• **GIVEN EXERCISE**: Copy each line exactly. Leave nothing out.

══════════

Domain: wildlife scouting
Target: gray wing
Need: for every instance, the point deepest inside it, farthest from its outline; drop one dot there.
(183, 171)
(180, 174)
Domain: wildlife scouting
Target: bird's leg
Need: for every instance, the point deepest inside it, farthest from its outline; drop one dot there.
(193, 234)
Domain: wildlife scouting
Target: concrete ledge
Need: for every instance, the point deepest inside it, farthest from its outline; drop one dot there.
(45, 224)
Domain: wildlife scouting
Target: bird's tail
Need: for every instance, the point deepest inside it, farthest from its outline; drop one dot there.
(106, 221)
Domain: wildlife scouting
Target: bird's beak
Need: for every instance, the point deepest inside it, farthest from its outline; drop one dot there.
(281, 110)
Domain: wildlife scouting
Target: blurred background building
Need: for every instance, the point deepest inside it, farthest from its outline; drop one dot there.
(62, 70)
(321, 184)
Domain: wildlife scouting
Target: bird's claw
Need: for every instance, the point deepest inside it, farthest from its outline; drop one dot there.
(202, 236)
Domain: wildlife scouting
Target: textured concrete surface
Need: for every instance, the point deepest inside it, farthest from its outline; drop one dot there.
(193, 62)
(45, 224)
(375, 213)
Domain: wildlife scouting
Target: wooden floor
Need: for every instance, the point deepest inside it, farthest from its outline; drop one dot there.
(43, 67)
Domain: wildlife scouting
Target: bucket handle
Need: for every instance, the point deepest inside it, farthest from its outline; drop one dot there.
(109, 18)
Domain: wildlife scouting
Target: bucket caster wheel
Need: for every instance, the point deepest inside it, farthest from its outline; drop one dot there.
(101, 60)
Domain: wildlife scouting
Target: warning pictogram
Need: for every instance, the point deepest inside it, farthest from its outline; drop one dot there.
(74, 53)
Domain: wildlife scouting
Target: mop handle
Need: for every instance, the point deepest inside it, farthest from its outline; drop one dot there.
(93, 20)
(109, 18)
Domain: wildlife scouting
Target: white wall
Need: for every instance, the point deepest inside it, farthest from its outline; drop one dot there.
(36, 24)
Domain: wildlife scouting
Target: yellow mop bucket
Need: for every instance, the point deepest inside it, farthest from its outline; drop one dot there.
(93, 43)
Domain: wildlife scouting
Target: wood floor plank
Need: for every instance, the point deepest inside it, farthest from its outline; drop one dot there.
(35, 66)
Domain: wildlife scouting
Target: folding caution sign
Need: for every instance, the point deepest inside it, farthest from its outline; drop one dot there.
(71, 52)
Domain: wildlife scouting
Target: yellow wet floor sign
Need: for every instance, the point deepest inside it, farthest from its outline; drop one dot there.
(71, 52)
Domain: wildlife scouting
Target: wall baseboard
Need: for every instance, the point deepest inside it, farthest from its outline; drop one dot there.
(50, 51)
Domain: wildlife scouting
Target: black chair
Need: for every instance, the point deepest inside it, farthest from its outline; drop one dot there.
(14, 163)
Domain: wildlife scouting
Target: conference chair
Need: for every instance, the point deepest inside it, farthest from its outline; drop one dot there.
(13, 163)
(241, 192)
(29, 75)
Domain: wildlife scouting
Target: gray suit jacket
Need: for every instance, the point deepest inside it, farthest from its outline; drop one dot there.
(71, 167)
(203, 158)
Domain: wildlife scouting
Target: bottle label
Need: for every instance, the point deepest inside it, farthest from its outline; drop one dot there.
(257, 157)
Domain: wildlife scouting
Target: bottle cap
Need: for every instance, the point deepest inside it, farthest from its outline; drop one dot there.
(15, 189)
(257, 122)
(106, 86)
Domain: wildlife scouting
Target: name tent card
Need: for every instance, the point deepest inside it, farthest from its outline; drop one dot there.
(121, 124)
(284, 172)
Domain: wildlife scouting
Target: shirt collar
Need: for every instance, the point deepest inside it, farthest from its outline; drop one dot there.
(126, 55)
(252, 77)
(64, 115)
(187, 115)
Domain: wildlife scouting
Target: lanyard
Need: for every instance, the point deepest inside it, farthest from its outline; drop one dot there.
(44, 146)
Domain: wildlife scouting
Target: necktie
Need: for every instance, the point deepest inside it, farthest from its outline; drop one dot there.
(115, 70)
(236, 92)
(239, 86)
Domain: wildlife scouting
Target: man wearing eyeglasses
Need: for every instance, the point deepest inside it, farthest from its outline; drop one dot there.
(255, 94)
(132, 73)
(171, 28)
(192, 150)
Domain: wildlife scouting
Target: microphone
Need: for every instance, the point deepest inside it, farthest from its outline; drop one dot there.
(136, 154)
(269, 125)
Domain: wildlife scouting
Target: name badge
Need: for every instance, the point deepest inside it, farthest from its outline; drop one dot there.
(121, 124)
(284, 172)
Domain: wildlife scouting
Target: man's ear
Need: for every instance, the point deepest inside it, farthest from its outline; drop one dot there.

══════════

• **CORRECT OUTPUT**:
Domain: wildlife scouting
Target: gray wing
Need: for every instance, the point deepest inside it, farthest from its outline; drop one dot there.
(183, 171)
(180, 174)
Domain: wildlife scouting
Target: bird's leg
Need: for every instance, the point deepest inside it, farthest from its outline; drop one dot there.
(193, 234)
Domain: wildlife scouting
Target: concrete ledge
Need: for every instance, the point deepest inside it, farthest from its outline; drop one dot there.
(45, 224)
Domain: wildlife scouting
Target: bird's tail
Need: for every instance, the point deepest inside it, farthest from its outline; drop one dot there.
(106, 221)
Domain: wildlife scouting
Target: bird's beak
Need: for every instance, the point deepest inside it, farthest from its outline; drop one dot there.
(281, 110)
Domain: wildlife scouting
Target: blurred background building
Need: for every instance, the point deepest inside it, farthest from its outline; drop one dot there.
(62, 70)
(321, 184)
Domain: wildlife scouting
Target: bird's claw
Need: for every instance, the point deepest inside it, farthest from its outline; drop one dot there.
(202, 236)
Domain: wildlife scouting
Target: textured concrete surface
Need: for every instance, the point deepest inside it, farthest from its outline; drop one dot there.
(193, 62)
(45, 224)
(375, 213)
Domain: wildlife scouting
Target: wooden floor
Need: for every instance, the point deepest inside it, farthest from its outline; drop one dot there.
(43, 67)
Domain: wildlife scouting
Target: bucket handle
Need: for every instance, the point deepest inside it, farthest from its outline; drop one dot there.
(109, 18)
Domain: wildlife scouting
Target: bucket caster wheel
Need: for every instance, the point deepest inside it, farthest from its outline; drop one dot there.
(101, 60)
Domain: wildlife scouting
Target: warning pictogram
Need: for every instance, the point deepest inside it, farthest from its outline; drop one dot there.
(74, 53)
Domain: wildlife scouting
Target: mop handle
Need: for every instance, the point deepest inside it, farthest from its outline; drop one dot there.
(93, 20)
(109, 18)
Domain: wildlife scouting
Target: white wall
Need: for every instance, the point deepest inside it, farthest from its outline; drop one dot there.
(36, 24)
Domain: wildlife scouting
Target: yellow mop bucket
Need: for every instance, the point deepest inside it, farthest from its outline; drop one dot there.
(93, 43)
Domain: wildlife scouting
Target: wood floor plank
Need: for every instance, the point deepest inside it, farthest from its outline; drop one dot there.
(35, 66)
Domain: wildlife scouting
Target: folding caution sign
Need: for every instance, the point deepest inside it, farthest from its outline; drop one dot there.
(71, 52)
Domain: wildlife scouting
Target: yellow wet floor sign
Need: for every instance, the point deepest inside it, farthest from its outline; drop one dot there.
(71, 52)
Domain: wildlife scouting
Target: wall baseboard
Need: for every instance, the point deepest inside it, farthest from its outline; drop one dot there.
(50, 51)
Domain: wildlife scouting
Target: black chair
Need: for every instance, the point deepest inside it, farthest from its outline; drop one dot there.
(14, 163)
Domain: wildlife scouting
Target: conference chair
Need: for every instance, the point deepest inside it, farthest from its outline; drop one dot there.
(13, 163)
(241, 192)
(29, 75)
Domain: wildlife scouting
Target: gray suit jacket
Need: for every instance, the point deepest inside it, farthest from its outline; drop one dot there.
(71, 167)
(203, 158)
Domain: wildlife scouting
Target: bottle label
Need: for every instance, the point deepest inside it, farthest from its outline; drop one dot there.
(257, 157)
Domain: wildlife scouting
Target: bottle cap
Need: for every instance, the point deepest inside it, farthest from its outline; drop one dot there.
(15, 189)
(257, 122)
(106, 86)
Domain: wildlife scouting
Target: name tent card
Need: for every instance, the point deepest inside it, farthest from its outline; drop one dot there.
(121, 124)
(284, 172)
Domain: wildlife scouting
Target: shirt collar
Need: for every instance, the point deepest inside it, farthest from its outline; drop one dot there.
(126, 55)
(252, 77)
(64, 115)
(187, 115)
Domain: wildlife scouting
Target: lanyard
Need: for every instance, the point deepest inside it, farthest from its outline; drop one dot there.
(44, 146)
Domain: wildlife scouting
Target: necktie
Need: for every instance, the point deepest inside it, farthest from its outline; drop one dot there.
(115, 70)
(236, 92)
(239, 86)
Domain: wildlife scouting
Target: man wearing eyeglasses
Need: for every instance, the point deepest inside it, farthest from its outline; drop one dot there.
(255, 94)
(132, 73)
(171, 28)
(192, 150)
Domain: wildlife scouting
Target: microphone
Need: for every instance, the point deepest inside it, farthest from its outline; drop one dot there.
(136, 154)
(269, 125)
Domain: wildlife scouting
Target: name badge
Need: for every instance, the point deepest inside it, farthest from its outline; drop one dot there.
(121, 124)
(284, 172)
Domain: wildlife scouting
Target: man's ear
Need: for every instance, the point deepest inside it, farthest from its outline; drop one dot there.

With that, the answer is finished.